THE TASK:
Reproduce only the lines of the listing from the line with "Locate every instance of the garage" through the end of the listing, substituting "pin" for every "marker" and leaving everything else unchanged.

(Excerpts of location labeling data)
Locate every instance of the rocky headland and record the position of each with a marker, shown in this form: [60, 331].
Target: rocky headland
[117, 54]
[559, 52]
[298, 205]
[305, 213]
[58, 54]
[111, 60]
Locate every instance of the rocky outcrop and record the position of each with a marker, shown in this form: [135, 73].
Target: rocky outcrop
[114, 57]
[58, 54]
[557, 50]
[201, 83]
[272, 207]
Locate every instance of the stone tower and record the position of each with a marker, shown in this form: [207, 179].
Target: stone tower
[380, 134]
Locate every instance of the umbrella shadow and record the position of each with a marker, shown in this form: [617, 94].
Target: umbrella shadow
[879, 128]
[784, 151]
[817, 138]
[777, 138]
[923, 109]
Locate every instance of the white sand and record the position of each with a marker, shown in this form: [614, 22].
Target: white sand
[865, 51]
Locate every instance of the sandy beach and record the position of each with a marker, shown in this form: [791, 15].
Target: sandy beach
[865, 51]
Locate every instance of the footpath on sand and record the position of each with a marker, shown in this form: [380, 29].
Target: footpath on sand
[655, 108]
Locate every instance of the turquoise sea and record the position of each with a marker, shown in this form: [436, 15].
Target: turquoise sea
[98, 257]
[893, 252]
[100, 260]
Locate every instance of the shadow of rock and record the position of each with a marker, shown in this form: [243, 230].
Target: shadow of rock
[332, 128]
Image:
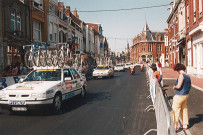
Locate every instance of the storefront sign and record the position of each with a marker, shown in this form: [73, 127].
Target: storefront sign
[69, 34]
[7, 81]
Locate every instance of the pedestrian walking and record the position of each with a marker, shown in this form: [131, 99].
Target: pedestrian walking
[159, 64]
[181, 90]
[156, 74]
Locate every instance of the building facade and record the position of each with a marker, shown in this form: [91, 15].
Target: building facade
[176, 47]
[148, 46]
[194, 39]
[15, 31]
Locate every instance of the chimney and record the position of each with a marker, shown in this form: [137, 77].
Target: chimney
[67, 11]
[75, 13]
[60, 6]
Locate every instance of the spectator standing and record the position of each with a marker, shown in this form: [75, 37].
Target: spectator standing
[15, 70]
[23, 69]
[181, 90]
[161, 76]
[159, 64]
[156, 74]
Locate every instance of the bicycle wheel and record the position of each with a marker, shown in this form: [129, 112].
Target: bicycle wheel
[61, 58]
[42, 58]
[28, 59]
[49, 57]
[55, 58]
[36, 59]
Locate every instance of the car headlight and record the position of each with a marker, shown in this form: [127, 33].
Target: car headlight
[38, 95]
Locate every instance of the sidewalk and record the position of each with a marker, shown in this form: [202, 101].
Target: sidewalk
[195, 106]
[171, 74]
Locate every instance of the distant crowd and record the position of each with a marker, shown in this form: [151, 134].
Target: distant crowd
[14, 70]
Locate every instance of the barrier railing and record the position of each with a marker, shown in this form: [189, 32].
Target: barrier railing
[163, 119]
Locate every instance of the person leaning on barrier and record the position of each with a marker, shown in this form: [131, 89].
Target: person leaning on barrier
[156, 74]
[181, 90]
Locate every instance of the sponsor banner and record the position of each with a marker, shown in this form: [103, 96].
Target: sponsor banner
[7, 81]
[69, 34]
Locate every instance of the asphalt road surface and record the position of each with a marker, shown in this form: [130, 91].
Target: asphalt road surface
[112, 107]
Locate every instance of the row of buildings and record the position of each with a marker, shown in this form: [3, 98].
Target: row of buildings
[185, 35]
[23, 22]
[181, 42]
[149, 46]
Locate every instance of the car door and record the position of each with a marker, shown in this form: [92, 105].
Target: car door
[76, 81]
[67, 85]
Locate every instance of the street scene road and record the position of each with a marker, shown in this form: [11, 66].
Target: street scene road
[112, 107]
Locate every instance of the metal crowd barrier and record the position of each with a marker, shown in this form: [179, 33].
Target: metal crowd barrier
[163, 119]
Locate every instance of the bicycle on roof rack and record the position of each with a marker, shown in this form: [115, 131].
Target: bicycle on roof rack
[37, 54]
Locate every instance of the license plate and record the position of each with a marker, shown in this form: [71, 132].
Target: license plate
[17, 102]
[19, 108]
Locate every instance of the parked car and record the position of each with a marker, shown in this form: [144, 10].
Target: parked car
[119, 67]
[43, 87]
[127, 65]
[102, 71]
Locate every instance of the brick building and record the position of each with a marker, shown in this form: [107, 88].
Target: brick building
[194, 38]
[177, 34]
[185, 35]
[148, 46]
[14, 31]
[39, 27]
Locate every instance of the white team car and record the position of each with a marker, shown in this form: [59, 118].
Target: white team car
[127, 65]
[119, 67]
[103, 71]
[43, 87]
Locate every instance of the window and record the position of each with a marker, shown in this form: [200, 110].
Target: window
[187, 16]
[18, 19]
[55, 32]
[202, 56]
[67, 73]
[38, 4]
[194, 9]
[200, 8]
[150, 48]
[75, 73]
[195, 55]
[143, 48]
[50, 31]
[159, 48]
[13, 20]
[37, 30]
[51, 9]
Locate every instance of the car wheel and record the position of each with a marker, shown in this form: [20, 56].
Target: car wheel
[83, 93]
[57, 103]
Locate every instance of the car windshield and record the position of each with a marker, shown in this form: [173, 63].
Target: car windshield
[44, 75]
[104, 67]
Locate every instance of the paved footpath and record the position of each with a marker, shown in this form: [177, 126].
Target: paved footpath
[195, 106]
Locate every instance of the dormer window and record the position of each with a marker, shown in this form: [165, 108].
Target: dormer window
[38, 4]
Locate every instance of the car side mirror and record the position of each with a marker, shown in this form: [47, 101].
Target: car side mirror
[68, 79]
[21, 80]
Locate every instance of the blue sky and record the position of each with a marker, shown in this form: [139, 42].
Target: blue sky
[122, 24]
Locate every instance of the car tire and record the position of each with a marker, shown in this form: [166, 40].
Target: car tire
[57, 102]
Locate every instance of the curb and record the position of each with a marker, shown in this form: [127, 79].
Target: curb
[195, 86]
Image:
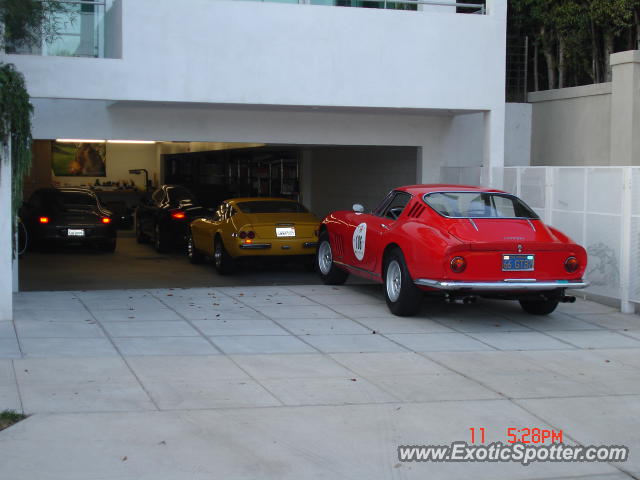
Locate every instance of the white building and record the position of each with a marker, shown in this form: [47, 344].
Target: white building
[312, 75]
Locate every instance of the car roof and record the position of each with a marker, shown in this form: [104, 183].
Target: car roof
[259, 199]
[66, 190]
[443, 187]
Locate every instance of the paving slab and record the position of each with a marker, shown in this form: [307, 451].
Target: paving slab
[239, 327]
[78, 314]
[320, 326]
[178, 394]
[127, 315]
[520, 341]
[327, 391]
[40, 329]
[9, 397]
[433, 388]
[346, 298]
[438, 342]
[276, 397]
[47, 301]
[9, 348]
[241, 312]
[597, 339]
[613, 420]
[541, 374]
[258, 302]
[7, 330]
[613, 321]
[553, 322]
[308, 311]
[353, 343]
[291, 366]
[150, 328]
[388, 364]
[404, 325]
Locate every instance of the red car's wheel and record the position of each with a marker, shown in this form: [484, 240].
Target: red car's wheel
[403, 297]
[539, 306]
[330, 274]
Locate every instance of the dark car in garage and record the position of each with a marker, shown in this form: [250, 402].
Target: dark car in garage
[68, 216]
[163, 217]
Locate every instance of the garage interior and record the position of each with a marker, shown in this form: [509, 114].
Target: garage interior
[323, 178]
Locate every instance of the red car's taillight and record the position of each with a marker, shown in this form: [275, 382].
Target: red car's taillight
[458, 264]
[177, 214]
[571, 264]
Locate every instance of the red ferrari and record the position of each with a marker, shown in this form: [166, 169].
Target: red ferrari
[460, 241]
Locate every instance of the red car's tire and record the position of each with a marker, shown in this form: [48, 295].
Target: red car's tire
[403, 297]
[330, 273]
[539, 306]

SOLUTION TO THIS PROBLEM:
Locate every instance of the garage interior and record the position of each with a pin, shown in this form: [509, 114].
Target: garage interior
[323, 178]
Locate every instance of the red car's taillight and record the position of each with a pin, shown in this form: [275, 382].
Target: red car's taillight
[458, 264]
[177, 214]
[571, 264]
Locate every instance of the red ferrari and record the position of each with a pin, shown in this form: [166, 169].
Target: red ferrari
[460, 241]
Locate every instance of the red car's tire and record the position of each with a pin, shown in this form: [48, 295].
Target: red car's tire
[403, 297]
[330, 273]
[539, 306]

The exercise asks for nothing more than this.